### O que fazer
- A) Na lista de premissas do texto sobre saneamento básico rural, identifique todos os itens que trazem a palavra "tecnologias" ou "sistemas", em maiúscula ou minúscula, e copie cada um deles.
- B) Extraia das linhas todas as que contêm a palavra "shrub", levando em conta a diferença entre maiúsculas e minúsculas.

### Texto fornecido
..........
A ampliação dos serviços de saneamento básico, especialmente no que diz respeito ao aumento de domicílios abastecidos com água de qualidade, é fundamental para a saúde e, em particular, para redução da mortalidade infantil.
Atentos a este problema, a Embrapa Instrumentação, sob a coordenação inicial do pesquisador Antônio Pereira de Novaes e, posteriormente, do pesquisador Wilson Tadeu Lopes da Silva - especializado em Química Analítica e Ambiental -, vem trabalhando com tecnologias destinadas ao Saneamento Básico Rural.
Desde o início, os trabalhos de Pesquisa & Desenvolvimento no tema, realizados pela equipe da Embrapa Instrumentação e parceiros, seguiram as seguintes premissas:
- Tecnologias simples e de eficiência adequada;
- As tecnologias desenvolvidas ou adaptadas devem necessitar de poucos insumos externos para atingir resultados adequados;
- Sistemas biológicos (exceto clorador), que sejam eficientes e de simples operação;
- Harmonização dos sistemas de tratamento com o ambiente, visando quebra de paradigma a respeito do morador do campo e os resíduos gerados na propriedade;
- Reciclagem segura de nutrientes e água na agricultura;
- Fácil apropriação pelo agricultor;
- Devem se adaptar bem à rotina da propriedade agrícola;
- Custos de instalação e manutenção acessíveis;
- Materiais para construção dos sistemas relativamente fáceis de serem encontrados em todo o território nacional;
- Projetos facilmente replicáveis.
..........
### Dados fornecidos
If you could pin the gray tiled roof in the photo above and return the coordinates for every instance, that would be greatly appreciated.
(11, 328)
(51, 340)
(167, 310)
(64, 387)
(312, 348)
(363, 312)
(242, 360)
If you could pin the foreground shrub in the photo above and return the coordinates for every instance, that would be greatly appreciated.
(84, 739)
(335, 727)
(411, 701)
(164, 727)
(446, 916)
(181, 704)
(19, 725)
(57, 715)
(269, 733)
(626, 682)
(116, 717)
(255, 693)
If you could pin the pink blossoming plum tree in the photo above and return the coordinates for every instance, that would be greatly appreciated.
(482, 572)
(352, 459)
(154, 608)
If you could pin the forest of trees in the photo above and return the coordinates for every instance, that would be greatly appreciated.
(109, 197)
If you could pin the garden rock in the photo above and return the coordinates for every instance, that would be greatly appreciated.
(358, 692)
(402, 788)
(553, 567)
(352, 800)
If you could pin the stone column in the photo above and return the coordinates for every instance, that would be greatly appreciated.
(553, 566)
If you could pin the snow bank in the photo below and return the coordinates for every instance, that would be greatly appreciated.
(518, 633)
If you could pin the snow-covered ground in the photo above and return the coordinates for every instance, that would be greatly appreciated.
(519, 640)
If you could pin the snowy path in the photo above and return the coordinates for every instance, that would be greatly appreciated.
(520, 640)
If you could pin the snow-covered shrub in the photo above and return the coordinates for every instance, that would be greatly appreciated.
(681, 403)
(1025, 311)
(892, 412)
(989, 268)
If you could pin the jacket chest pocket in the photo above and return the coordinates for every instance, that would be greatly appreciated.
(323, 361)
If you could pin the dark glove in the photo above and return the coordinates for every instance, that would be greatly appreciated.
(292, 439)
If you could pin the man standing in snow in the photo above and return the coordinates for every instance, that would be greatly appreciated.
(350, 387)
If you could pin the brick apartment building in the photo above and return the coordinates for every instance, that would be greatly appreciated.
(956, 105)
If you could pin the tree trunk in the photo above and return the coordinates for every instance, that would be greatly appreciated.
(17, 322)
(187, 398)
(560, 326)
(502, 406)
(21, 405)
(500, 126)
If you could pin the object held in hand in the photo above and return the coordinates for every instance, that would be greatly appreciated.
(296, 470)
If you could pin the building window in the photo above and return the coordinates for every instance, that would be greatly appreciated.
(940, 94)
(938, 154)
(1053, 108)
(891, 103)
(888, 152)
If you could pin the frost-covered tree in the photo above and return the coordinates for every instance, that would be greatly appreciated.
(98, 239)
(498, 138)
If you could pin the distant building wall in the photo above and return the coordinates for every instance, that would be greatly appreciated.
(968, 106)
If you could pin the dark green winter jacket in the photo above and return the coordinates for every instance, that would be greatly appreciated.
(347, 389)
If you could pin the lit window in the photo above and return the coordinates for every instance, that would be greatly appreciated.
..........
### Respostas dos exercícios
- A)
- Tecnologias simples e de eficiência adequada;
- As tecnologias desenvolvidas ou adaptadas devem necessitar de poucos insumos externos para atingir resultados adequados;
- Sistemas biológicos (exceto clorador), que sejam eficientes e de simples operação;
- Harmonização dos sistemas de tratamento com o ambiente, visando quebra de paradigma a respeito do morador do campo e os resíduos gerados na propriedade;
- Materiais para construção dos sistemas relativamente fáceis de serem encontrados em todo o território nacional;

- B)
If you could pin the foreground shrub in the photo above and return the coordinates for every instance, that would be greatly appreciated.
If you could pin the snow-covered shrub in the photo above and return the coordinates for every instance, that would be greatly appreciated.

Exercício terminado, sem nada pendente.